[START Record set]
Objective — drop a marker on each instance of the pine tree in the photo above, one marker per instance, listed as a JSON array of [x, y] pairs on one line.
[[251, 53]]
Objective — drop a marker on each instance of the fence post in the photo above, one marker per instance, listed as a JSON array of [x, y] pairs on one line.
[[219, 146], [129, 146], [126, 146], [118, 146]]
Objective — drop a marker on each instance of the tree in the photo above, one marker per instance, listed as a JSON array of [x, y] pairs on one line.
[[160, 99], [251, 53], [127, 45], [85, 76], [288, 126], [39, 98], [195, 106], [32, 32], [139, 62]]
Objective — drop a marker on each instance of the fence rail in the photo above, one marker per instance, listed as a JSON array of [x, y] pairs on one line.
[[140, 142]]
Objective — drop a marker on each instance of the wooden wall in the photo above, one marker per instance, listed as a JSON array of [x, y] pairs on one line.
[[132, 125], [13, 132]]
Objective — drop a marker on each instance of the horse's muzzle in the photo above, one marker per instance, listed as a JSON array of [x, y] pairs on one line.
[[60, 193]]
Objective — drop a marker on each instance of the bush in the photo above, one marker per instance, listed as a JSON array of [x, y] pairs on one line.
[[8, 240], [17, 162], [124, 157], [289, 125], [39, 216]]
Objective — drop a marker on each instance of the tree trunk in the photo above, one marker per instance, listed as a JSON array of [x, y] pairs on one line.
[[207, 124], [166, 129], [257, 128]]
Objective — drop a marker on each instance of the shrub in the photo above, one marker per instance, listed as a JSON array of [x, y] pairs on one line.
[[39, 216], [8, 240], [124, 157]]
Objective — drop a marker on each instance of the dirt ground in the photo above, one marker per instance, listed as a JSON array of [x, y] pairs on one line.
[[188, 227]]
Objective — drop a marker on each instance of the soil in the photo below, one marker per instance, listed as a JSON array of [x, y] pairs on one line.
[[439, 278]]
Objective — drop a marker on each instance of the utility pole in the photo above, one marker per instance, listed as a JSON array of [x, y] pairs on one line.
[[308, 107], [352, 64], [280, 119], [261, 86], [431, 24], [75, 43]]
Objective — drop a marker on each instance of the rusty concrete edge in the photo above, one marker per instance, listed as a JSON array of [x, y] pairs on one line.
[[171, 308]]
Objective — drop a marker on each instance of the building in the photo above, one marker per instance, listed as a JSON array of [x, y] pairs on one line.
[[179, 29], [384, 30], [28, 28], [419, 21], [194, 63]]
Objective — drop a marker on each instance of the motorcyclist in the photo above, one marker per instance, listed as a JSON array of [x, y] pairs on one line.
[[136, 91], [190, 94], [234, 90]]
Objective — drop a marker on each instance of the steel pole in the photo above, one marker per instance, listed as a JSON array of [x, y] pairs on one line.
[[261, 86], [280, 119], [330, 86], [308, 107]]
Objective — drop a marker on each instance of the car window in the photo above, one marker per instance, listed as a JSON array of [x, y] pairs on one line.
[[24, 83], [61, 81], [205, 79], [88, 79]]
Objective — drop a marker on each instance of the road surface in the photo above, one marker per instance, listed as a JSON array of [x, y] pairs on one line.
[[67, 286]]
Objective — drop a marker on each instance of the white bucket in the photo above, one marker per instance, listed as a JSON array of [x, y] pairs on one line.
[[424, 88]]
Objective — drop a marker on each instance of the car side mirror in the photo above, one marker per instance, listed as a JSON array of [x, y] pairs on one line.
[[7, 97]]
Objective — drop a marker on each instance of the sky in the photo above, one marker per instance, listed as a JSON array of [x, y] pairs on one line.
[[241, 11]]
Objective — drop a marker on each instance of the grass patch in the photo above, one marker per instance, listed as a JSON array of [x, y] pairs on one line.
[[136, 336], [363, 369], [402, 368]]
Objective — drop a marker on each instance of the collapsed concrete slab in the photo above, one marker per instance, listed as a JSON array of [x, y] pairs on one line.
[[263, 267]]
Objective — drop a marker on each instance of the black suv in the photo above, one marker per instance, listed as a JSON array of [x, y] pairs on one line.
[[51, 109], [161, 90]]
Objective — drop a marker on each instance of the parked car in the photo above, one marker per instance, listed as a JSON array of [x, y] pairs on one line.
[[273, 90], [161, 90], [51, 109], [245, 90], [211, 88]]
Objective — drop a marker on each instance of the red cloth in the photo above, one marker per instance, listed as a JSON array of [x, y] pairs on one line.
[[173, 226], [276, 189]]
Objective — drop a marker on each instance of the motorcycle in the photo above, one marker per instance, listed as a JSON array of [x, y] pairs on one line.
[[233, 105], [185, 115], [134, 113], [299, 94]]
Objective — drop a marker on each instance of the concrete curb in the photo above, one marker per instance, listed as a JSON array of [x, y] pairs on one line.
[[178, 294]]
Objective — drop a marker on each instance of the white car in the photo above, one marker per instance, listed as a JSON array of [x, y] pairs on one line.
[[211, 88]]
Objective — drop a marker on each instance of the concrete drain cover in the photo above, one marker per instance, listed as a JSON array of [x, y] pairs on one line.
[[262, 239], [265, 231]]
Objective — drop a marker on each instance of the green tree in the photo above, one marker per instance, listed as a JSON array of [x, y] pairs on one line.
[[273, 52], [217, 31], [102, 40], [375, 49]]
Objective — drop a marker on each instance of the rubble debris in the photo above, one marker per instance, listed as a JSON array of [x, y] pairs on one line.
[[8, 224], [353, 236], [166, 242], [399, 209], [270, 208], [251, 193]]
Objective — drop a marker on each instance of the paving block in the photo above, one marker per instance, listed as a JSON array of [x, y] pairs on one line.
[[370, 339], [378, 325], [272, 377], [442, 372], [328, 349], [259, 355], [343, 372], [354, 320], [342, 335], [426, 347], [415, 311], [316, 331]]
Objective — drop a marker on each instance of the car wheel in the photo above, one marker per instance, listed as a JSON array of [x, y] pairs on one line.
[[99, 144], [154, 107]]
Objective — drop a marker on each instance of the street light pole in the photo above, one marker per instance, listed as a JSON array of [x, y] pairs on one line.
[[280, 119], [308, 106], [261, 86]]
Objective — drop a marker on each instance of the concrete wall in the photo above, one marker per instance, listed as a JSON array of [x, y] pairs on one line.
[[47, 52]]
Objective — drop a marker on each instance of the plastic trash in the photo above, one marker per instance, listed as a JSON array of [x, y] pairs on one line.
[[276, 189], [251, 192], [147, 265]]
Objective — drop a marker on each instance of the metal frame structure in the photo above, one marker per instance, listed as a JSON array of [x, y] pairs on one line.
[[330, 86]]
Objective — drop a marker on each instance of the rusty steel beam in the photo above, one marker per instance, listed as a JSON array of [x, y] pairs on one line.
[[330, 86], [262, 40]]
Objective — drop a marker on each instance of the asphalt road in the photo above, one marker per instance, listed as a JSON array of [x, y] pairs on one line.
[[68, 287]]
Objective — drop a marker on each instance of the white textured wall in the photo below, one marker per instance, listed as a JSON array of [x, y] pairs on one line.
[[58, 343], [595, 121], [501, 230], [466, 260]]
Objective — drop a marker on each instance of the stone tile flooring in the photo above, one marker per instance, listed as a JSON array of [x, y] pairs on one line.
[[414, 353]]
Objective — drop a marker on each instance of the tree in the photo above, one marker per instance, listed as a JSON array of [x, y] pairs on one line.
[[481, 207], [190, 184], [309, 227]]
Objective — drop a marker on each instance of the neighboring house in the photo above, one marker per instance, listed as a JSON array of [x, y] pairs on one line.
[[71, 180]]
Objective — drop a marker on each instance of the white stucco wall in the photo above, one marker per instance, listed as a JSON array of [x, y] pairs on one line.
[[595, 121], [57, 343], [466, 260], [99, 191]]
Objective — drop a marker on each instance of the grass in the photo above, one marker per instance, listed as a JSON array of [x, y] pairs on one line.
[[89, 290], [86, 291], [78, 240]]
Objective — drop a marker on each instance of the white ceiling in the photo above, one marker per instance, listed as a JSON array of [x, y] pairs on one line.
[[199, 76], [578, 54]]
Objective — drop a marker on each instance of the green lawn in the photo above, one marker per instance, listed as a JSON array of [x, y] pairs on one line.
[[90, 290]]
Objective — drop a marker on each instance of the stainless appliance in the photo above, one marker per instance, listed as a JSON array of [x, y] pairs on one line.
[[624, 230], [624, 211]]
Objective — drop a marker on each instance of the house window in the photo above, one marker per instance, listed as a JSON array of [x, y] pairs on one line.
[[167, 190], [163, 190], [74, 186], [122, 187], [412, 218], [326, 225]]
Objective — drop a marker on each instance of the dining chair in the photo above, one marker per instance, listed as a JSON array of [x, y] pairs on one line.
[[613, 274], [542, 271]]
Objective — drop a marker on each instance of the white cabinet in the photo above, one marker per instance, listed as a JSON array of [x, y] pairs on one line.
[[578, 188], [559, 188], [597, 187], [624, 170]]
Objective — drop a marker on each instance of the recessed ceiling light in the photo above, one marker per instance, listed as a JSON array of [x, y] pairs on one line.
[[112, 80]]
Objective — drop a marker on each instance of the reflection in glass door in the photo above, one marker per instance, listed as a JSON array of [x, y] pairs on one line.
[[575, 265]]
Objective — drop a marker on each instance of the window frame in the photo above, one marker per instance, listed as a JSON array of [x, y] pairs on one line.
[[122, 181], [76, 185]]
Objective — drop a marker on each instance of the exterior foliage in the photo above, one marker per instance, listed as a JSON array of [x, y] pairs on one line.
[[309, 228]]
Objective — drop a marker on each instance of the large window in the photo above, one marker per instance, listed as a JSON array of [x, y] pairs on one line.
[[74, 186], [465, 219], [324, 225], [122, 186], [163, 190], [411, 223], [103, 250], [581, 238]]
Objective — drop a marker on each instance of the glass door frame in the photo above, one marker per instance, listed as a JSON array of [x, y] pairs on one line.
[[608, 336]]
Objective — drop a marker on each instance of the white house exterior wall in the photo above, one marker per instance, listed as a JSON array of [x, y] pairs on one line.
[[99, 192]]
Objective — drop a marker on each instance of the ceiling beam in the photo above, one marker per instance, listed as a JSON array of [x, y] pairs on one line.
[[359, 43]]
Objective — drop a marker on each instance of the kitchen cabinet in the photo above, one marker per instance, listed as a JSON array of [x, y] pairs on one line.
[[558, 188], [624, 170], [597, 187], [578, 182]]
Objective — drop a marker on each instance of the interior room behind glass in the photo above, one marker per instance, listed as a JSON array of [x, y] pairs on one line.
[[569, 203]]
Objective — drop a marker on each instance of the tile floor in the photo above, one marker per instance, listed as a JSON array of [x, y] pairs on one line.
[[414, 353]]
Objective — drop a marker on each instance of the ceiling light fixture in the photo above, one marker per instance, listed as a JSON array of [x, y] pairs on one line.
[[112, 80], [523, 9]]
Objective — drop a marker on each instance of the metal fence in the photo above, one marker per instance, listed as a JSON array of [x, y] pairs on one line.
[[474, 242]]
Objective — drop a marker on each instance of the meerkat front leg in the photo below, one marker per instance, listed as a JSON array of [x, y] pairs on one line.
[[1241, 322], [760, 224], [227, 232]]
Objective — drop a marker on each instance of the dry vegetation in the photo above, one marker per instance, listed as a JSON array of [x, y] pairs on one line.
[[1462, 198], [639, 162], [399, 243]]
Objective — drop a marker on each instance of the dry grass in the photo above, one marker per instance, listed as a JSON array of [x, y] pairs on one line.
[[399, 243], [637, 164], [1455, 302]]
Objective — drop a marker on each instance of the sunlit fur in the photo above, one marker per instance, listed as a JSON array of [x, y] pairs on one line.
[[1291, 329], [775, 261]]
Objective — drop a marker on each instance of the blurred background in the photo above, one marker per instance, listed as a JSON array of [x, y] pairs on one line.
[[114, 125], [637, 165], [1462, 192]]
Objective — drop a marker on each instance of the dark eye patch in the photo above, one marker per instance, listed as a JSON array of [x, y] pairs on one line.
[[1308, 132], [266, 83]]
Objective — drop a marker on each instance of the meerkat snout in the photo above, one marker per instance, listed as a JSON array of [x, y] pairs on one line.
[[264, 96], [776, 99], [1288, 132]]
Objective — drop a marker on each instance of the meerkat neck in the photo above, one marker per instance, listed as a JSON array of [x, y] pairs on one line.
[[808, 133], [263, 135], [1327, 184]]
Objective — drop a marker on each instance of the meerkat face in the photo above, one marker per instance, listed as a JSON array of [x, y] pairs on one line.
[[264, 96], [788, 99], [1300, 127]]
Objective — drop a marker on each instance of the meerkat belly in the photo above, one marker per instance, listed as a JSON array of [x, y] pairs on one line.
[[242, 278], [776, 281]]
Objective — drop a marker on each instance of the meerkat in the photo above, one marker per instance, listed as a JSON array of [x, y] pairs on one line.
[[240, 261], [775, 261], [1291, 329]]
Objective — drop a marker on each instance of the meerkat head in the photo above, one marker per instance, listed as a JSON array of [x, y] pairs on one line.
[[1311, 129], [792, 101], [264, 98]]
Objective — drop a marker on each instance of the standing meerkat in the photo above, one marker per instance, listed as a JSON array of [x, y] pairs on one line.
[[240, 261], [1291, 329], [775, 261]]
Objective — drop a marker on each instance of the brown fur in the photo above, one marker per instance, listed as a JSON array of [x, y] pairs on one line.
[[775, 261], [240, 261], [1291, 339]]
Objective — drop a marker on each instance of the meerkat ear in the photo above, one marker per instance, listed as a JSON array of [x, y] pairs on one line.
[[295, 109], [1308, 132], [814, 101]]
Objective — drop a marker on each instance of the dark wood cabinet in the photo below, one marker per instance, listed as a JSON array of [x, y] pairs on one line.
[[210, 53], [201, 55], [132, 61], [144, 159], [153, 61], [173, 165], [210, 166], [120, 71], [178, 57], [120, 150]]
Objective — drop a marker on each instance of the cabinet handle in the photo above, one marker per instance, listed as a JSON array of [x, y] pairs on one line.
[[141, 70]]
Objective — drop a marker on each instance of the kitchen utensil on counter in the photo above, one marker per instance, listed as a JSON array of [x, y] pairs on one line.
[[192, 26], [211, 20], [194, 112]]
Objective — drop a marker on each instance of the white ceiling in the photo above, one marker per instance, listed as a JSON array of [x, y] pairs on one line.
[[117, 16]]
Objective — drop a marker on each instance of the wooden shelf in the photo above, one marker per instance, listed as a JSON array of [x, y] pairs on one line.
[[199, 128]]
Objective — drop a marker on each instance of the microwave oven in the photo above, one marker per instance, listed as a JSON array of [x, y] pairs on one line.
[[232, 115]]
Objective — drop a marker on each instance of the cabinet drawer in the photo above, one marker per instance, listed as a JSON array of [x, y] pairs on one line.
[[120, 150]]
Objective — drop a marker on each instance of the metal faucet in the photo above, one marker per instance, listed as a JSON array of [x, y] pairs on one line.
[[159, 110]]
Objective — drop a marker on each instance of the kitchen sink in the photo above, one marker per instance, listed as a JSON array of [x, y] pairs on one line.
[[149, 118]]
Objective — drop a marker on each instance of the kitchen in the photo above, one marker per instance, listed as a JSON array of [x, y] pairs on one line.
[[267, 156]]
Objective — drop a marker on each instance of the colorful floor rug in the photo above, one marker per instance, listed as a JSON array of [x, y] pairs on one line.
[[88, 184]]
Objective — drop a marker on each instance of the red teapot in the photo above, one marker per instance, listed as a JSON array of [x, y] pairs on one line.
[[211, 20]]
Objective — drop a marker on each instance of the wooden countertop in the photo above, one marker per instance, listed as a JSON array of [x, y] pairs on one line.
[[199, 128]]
[END Record set]
Scale the answer coordinates by 0.35, rounding each result to the nearest whole number with halves rounded up. Give again only the lines starting at the one that contains "the meerkat ear" and ending at the one that contains "[[149, 118]]", both included, with the rest of each entry unchanged.

Objective — drop a marker on each instance of the meerkat ear in the photo above, one marker per instance, listed as a JSON array of [x, y] pairs on one line.
[[103, 38], [458, 46], [285, 35]]
Objective — drop a marker on each instance of the dark wood cabinet in the photo below, one marker per instance, listed as a JSON array of [x, y] pairs on one line.
[[74, 19], [70, 19], [46, 21], [50, 56], [54, 21], [61, 58], [74, 58], [42, 25], [62, 20], [42, 53]]
Objective — drop a marker on each instance of the cabinet handle in the photo above, one marker per instance, listed as a JSON array of [x, y] pairs on one line.
[[49, 25]]
Objective — drop a marker on each instance of the kitchen utensil on counter in the photo above, one marker per instance, listed as a JSON array of [x, y] pairs on one line.
[[67, 9], [74, 7], [68, 39]]
Objective — drop a marker on each instance of the white ceiling in the photo above, one marker per instance, listed as a JSON array of [x, y] pairs on one line.
[[41, 6]]
Objective — drop a marker on each instance of the wooden shelf in the photo above, one marker per instance, listed as a JSON array of [x, y] pairs on one line.
[[70, 45]]
Objective — drop a marker on each instance of the microwave oven in the photo above, one marker per instance, listed as a JSON array of [x, y] pairs on one line.
[[81, 40]]
Objective — drop a marker on each instance of the cabinet drawer in the photo above, one marker per instance, listed as a JSON array of [x, y] pairs on one line.
[[42, 53]]
Objective — drop a marker on each instance of the metal faucet in the photo above, one marker per instance, listed as a JSON array of [x, y] pairs on one line.
[[56, 39]]
Objective — drop a marker on each instance of the kitchen sink in the photo above, one marker per instance, listed as a JSON array of [x, y] pairs on one line.
[[52, 41]]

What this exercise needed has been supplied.